Assignment → Return the lines from the line containing "Query: upholstered dining chair" onward. Each must match exactly, and the last line of the listing below must be included.

Source material →
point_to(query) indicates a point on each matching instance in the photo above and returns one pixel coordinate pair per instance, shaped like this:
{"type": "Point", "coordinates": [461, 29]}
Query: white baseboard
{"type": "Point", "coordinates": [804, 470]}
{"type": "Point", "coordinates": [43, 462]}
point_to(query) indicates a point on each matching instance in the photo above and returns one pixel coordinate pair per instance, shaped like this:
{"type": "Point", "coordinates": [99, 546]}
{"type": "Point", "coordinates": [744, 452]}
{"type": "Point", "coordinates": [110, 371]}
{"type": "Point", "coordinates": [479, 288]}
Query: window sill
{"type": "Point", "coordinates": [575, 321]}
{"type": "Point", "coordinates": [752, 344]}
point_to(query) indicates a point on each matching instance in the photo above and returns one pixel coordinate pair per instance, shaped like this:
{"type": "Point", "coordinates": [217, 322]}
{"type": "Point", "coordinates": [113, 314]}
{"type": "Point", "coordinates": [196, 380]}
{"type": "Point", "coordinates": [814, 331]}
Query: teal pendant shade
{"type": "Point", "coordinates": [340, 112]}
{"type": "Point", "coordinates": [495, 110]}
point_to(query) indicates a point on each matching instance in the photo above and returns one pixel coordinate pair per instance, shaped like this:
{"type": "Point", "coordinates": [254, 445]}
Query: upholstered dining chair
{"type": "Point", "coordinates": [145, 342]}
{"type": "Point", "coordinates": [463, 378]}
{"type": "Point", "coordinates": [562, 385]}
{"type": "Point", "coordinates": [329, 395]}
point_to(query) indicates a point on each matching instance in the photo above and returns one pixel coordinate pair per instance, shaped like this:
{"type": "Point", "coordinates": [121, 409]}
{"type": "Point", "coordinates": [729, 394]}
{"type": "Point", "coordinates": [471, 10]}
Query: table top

Task output →
Query: upholstered dining chair
{"type": "Point", "coordinates": [145, 342]}
{"type": "Point", "coordinates": [463, 378]}
{"type": "Point", "coordinates": [562, 385]}
{"type": "Point", "coordinates": [329, 395]}
point_to(query) indicates a point on each matching instance in the photo above and returns one pixel coordinate pair per instance, shaped like this:
{"type": "Point", "coordinates": [121, 409]}
{"type": "Point", "coordinates": [729, 394]}
{"type": "Point", "coordinates": [471, 10]}
Query: table top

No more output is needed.